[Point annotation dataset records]
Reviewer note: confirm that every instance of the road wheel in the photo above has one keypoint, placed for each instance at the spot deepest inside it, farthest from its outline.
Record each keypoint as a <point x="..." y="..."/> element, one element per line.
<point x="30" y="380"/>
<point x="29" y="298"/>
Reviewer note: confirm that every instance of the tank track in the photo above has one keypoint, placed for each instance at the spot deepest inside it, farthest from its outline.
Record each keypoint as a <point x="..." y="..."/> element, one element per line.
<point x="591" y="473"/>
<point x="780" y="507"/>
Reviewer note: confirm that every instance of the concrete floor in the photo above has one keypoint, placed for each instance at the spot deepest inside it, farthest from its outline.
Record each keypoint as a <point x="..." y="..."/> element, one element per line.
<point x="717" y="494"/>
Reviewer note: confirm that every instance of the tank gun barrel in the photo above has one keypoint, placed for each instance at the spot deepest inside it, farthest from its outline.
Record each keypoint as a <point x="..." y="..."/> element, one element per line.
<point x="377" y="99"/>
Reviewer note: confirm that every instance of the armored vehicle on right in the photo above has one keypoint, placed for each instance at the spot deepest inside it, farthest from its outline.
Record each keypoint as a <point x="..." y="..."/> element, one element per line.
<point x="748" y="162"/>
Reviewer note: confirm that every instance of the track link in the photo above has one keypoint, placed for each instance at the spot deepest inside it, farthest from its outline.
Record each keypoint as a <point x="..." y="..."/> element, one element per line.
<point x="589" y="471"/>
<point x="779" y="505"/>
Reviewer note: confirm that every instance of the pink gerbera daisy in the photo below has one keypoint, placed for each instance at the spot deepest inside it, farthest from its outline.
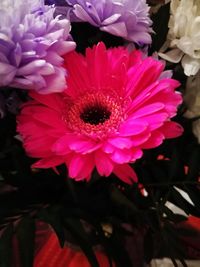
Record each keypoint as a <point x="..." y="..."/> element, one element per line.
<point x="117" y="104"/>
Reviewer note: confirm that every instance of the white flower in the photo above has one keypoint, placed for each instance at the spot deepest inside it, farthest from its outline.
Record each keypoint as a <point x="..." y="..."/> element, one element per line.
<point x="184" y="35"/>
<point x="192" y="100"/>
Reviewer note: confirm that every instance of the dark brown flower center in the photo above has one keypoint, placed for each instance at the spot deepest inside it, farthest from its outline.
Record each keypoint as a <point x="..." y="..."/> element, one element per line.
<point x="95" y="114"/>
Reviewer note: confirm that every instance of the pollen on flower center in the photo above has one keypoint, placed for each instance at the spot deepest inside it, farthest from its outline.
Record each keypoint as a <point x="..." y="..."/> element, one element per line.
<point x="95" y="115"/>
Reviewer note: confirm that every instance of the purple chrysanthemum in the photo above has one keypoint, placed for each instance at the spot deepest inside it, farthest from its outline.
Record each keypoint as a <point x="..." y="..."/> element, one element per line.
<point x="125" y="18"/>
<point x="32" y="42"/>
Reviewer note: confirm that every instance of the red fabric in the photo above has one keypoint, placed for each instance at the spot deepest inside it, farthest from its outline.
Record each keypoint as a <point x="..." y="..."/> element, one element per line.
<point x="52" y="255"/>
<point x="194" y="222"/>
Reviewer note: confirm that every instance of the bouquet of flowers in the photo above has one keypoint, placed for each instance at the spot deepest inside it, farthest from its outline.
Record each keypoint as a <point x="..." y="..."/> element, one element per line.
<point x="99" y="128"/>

**DIRECTION:**
Repeat each entry exactly as it appears; skip any picture.

**EXERCISE RESPONSE:**
Reviewer note: confirm that every instance of the road wheel in the photo above has one keypoint, placed for each instance at the spot deepest inside it, farthest from its outline.
Record each keypoint as a <point x="..." y="..."/> element, one element per line.
<point x="30" y="380"/>
<point x="29" y="298"/>
Reviewer note: confirm that every instance of the tank track in the photo above has one keypoint, placed for each instance at the spot deepest inside it, farthest from its outline.
Record each keypoint as a <point x="..." y="..."/> element, one element per line.
<point x="591" y="473"/>
<point x="780" y="507"/>
Reviewer note: confirm that every instance of the concrete floor in the photo above has one keypoint, placed for each instance at the spot deepest inside it, farthest from its outline.
Record each keypoint as a <point x="..." y="..."/> element, one element per line.
<point x="717" y="494"/>
Reviewer note: confirm that every instance of the tank gun barrel in the photo above has one keypoint, placed for each instance at the spot deepest inside it, farthest from its outline.
Record each keypoint as a <point x="..." y="..."/> element, one element per line.
<point x="377" y="99"/>
Reviewer note: confirm that every instance of the armored vehicle on right in the photo above has one keypoint, placed for each instance at the spot deepest inside it, farthest from its outline.
Record each keypoint as a <point x="..." y="..."/> element, one element per line.
<point x="748" y="162"/>
Reviewer note: confirm that every instance of the track link in the photo above has one keypoint, placed for each instance at the spot deepest inside it, farthest from its outline.
Record each keypoint as a <point x="..." y="..."/> element, one element per line.
<point x="589" y="471"/>
<point x="779" y="505"/>
Reviewer note: confirm that every instance of the pink gerbera daisy in the photo below has one keypoint, placed for each instance at the spot deepest inside it, farthest from its outline.
Record each keypoint as a <point x="..." y="..."/> element, one element per line.
<point x="117" y="104"/>
Reviewer note: confirm that every instance of the white flower in the photo above has one keypoint, placed for each instance at the spot deepest inside it, farthest from its outline.
Record each keypoint as a <point x="..." y="..."/> element, one element per line.
<point x="184" y="35"/>
<point x="192" y="100"/>
Reviewer note: confirm that every instance of the dark brown flower center in the photo above has one keypoint, placed for each instance at the spot deepest inside it, farthest from its outline.
Record each keypoint as a <point x="..." y="..."/> element, one element per line.
<point x="95" y="114"/>
Reviewer note: confirm that every instance of the pollen on flower center in the photo above has one keypoint, placed for each instance at the spot deepest inside it, farthest from its outline.
Record each keypoint as a <point x="..." y="..."/> element, one element per line.
<point x="95" y="115"/>
Reviewer note: confirm that every instance of the purple chrysanthemum in the photo above has one keypoint, placed for each instance at the spot deepest inside it, farthest from its outline.
Record each keypoint as a <point x="..." y="..."/> element, one element per line.
<point x="125" y="18"/>
<point x="32" y="42"/>
Reviewer note: confirm that every instance of the red fabric in the photo above has one keypoint, placed for each instance at the spot deepest inside it, farthest from its outline.
Record each keypoint as a <point x="..." y="..."/> element, one element per line.
<point x="52" y="255"/>
<point x="194" y="222"/>
Reviewer note: confirm that every instance of the bouquet of flowers in the photo above has one keypoint, placed for each instance at the spot deepest inside it, farthest from its outline.
Record each keypoint as a <point x="..." y="..."/> element, one element per line.
<point x="99" y="128"/>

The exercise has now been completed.